* What is needed *
The answer must consist of every line from the entries below that contains the word "ceiling".

* Exercise data *

[Start of Attachment]

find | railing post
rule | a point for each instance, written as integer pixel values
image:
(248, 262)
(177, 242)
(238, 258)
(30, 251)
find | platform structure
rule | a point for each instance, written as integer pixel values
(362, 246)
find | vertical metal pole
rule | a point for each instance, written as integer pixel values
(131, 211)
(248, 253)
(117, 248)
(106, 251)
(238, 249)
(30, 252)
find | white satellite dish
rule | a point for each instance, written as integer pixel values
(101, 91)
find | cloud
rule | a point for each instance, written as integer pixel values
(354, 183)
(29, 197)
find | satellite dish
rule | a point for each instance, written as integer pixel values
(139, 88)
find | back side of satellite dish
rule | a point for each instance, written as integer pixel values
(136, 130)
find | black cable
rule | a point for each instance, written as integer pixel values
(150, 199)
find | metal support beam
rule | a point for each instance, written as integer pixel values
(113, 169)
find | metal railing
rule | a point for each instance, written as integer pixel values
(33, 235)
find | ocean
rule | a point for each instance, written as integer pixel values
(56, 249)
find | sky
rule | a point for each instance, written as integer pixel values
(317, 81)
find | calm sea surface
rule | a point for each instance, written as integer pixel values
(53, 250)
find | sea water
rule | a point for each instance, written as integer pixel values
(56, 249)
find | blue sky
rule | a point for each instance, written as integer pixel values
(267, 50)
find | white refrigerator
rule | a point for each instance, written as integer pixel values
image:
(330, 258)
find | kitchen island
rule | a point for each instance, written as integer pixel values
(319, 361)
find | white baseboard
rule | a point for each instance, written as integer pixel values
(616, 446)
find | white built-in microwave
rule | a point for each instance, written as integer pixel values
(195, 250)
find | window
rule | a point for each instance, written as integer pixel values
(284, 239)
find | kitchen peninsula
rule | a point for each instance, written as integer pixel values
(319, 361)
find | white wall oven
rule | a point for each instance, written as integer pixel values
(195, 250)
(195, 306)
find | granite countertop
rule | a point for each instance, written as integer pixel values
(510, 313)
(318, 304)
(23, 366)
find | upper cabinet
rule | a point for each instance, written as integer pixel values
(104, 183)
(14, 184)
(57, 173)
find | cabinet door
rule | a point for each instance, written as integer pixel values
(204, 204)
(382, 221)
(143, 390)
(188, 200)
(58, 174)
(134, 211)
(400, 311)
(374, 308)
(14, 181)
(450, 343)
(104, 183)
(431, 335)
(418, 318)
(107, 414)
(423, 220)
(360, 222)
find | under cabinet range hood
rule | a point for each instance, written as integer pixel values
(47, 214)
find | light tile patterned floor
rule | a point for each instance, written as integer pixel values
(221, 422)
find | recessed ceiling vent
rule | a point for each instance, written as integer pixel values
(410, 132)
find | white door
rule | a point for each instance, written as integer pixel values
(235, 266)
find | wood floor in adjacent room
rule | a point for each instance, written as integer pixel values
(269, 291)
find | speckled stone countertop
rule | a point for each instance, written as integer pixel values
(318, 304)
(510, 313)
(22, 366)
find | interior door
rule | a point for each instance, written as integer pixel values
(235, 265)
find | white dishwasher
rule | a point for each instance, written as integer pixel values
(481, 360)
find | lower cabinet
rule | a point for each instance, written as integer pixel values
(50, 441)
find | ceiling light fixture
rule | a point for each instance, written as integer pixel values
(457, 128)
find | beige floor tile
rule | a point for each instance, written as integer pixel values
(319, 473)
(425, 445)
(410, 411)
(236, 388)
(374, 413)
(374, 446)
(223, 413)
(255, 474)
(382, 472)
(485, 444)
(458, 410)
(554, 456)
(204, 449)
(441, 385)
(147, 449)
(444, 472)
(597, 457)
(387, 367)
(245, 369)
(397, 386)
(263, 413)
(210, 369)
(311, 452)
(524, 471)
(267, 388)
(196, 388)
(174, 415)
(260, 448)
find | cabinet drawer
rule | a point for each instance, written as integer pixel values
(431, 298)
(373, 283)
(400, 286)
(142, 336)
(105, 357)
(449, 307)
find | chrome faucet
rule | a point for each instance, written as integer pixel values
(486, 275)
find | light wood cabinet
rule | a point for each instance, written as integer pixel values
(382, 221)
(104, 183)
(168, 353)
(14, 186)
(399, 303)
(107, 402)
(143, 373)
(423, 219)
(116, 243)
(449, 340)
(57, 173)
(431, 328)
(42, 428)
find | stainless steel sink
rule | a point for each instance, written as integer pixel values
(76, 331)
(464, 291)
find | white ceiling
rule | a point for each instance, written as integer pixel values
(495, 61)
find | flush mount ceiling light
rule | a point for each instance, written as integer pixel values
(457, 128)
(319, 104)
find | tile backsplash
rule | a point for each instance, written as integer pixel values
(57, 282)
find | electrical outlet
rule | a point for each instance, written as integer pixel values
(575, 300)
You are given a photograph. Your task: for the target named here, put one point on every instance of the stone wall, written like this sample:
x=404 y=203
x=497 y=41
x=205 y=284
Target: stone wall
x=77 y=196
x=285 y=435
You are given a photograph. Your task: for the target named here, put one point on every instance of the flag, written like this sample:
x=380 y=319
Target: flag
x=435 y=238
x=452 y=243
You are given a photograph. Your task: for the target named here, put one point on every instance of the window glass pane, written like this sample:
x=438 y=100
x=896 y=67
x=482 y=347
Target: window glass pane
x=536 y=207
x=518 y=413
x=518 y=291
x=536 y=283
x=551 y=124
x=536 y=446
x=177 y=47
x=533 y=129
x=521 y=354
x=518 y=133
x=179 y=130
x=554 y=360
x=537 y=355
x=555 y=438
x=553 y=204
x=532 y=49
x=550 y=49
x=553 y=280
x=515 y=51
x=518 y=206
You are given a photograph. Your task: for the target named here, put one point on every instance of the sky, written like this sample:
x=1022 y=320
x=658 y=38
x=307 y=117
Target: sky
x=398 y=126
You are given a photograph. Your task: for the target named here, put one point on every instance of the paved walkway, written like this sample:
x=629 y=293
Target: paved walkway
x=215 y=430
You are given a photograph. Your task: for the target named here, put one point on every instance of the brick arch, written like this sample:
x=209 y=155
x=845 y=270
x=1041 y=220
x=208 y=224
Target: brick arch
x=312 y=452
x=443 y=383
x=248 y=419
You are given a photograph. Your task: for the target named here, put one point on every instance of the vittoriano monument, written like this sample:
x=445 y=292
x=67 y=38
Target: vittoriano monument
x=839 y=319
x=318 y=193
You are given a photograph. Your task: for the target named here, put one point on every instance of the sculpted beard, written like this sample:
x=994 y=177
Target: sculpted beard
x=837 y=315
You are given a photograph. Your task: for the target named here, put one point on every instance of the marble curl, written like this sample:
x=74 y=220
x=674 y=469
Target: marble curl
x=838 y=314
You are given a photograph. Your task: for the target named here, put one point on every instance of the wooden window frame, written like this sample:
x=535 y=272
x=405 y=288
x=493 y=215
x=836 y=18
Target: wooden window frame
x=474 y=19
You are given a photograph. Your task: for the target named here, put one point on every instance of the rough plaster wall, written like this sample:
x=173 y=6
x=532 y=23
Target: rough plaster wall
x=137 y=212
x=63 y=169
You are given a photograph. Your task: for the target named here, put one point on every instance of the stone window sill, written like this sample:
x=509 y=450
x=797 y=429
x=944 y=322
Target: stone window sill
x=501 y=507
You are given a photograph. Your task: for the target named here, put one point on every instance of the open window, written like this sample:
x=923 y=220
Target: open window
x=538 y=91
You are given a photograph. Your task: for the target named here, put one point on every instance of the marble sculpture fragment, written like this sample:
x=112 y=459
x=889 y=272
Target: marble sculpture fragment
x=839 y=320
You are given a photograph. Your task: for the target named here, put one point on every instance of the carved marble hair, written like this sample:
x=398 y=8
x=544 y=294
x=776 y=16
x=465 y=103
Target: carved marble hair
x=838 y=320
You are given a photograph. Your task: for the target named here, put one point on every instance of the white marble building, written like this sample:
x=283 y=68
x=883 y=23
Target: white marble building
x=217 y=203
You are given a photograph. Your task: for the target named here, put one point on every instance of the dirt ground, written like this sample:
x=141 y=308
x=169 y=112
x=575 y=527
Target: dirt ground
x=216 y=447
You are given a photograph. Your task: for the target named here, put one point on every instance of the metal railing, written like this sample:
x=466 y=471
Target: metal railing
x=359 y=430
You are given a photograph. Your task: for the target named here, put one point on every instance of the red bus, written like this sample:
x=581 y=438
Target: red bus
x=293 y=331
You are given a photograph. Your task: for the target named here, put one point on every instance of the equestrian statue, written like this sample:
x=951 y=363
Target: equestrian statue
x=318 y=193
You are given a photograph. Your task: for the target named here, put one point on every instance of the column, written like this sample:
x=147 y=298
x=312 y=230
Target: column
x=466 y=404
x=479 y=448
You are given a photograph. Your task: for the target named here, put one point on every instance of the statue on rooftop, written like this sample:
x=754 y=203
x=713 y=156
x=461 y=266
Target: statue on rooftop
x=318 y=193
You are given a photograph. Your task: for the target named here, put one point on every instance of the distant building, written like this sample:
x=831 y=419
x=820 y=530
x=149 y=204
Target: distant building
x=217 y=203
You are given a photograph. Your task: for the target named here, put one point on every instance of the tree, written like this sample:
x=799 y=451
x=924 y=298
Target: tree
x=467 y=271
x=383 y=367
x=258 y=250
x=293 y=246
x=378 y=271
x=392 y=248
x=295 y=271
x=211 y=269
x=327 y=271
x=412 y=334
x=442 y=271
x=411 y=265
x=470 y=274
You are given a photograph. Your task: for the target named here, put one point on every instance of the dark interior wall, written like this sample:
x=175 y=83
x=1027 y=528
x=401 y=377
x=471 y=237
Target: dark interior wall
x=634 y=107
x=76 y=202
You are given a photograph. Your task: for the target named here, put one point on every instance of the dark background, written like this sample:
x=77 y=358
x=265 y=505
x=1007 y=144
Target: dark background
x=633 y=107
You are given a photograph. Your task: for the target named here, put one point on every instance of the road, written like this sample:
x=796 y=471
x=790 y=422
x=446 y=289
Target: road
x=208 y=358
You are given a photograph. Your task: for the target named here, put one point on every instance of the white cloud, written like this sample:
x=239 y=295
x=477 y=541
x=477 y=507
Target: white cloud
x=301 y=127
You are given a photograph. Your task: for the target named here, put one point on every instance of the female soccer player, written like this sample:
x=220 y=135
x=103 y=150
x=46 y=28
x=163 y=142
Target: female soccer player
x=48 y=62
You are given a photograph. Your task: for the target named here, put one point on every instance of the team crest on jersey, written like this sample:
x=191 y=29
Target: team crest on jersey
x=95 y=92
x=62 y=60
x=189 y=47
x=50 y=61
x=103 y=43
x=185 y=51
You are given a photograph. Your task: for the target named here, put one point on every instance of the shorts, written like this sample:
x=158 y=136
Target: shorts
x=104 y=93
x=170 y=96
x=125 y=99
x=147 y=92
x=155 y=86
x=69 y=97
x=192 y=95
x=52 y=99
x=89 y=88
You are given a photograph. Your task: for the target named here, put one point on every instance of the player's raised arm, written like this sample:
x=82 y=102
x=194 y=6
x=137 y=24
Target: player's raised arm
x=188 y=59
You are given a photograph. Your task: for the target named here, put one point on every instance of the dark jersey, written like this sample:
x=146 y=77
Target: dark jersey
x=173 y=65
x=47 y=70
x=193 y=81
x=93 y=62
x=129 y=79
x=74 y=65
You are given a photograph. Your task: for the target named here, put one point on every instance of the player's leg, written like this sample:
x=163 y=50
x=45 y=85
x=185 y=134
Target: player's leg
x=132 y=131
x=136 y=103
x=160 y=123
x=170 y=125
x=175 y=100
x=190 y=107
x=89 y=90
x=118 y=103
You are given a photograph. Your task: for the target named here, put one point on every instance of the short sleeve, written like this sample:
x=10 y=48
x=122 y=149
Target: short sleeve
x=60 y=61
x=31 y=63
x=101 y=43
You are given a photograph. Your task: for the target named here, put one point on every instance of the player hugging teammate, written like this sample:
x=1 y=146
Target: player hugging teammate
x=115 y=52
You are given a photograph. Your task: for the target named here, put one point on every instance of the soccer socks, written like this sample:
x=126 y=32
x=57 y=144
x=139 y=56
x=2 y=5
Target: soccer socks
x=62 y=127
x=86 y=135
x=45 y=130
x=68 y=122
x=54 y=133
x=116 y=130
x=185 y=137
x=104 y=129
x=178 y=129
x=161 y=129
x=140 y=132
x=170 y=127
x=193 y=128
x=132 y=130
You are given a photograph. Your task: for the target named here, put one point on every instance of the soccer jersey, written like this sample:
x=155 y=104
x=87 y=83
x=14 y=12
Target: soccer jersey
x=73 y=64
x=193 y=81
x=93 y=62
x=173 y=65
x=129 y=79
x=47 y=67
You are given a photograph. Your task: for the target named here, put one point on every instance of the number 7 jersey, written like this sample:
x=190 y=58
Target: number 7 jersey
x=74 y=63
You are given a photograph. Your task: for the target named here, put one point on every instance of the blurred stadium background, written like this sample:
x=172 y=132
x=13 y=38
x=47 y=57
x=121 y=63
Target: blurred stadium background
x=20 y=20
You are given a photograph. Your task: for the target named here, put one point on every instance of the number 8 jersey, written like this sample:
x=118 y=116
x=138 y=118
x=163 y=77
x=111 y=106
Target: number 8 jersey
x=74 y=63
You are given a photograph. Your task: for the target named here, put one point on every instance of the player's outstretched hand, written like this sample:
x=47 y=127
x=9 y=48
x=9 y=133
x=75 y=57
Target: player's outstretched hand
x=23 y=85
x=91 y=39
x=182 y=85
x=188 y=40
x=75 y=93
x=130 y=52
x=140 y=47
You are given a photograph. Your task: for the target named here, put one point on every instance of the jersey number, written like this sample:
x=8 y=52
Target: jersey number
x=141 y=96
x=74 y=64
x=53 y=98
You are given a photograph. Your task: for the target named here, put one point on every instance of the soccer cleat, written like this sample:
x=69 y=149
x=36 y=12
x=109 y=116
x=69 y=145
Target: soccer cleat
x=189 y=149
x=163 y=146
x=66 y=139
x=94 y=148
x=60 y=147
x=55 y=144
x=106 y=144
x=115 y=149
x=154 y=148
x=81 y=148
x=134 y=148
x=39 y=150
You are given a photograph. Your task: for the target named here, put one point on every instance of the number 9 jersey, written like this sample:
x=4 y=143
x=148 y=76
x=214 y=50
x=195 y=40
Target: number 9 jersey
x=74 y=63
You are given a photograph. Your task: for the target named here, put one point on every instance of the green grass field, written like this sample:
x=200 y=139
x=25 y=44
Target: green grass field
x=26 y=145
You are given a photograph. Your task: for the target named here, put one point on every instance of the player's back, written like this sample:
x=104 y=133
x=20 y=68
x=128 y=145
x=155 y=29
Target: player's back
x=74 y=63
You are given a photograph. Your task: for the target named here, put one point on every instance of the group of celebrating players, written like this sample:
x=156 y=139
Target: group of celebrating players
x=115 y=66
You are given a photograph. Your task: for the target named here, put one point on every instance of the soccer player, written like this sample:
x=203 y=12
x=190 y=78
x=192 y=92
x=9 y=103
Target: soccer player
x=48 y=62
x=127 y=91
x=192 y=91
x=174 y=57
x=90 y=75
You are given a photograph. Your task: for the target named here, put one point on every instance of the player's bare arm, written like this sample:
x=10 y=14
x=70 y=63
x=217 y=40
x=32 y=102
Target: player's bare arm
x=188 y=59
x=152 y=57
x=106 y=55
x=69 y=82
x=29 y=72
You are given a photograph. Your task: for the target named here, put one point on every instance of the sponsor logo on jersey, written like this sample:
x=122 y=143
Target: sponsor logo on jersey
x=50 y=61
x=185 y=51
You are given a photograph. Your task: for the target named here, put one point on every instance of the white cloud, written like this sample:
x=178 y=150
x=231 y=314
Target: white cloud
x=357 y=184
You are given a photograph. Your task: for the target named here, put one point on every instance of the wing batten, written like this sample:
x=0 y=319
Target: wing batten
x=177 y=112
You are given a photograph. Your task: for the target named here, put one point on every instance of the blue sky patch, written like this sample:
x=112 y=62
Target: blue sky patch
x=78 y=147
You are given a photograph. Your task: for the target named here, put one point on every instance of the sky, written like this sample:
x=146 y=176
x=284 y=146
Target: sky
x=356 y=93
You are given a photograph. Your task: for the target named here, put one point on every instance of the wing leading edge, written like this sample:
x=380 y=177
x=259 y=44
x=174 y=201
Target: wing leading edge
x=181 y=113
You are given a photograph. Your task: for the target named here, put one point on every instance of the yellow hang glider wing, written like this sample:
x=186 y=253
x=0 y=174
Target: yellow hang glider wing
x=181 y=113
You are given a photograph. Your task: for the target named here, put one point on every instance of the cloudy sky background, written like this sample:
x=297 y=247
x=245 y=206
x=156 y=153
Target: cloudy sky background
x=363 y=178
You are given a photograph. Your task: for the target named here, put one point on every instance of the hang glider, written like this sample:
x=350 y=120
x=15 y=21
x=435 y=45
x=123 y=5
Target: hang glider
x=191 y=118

[End of Attachment]

* Solved problem *
find | recessed ceiling vent
find | ceiling light fixture
find | white ceiling
find | flush mount ceiling light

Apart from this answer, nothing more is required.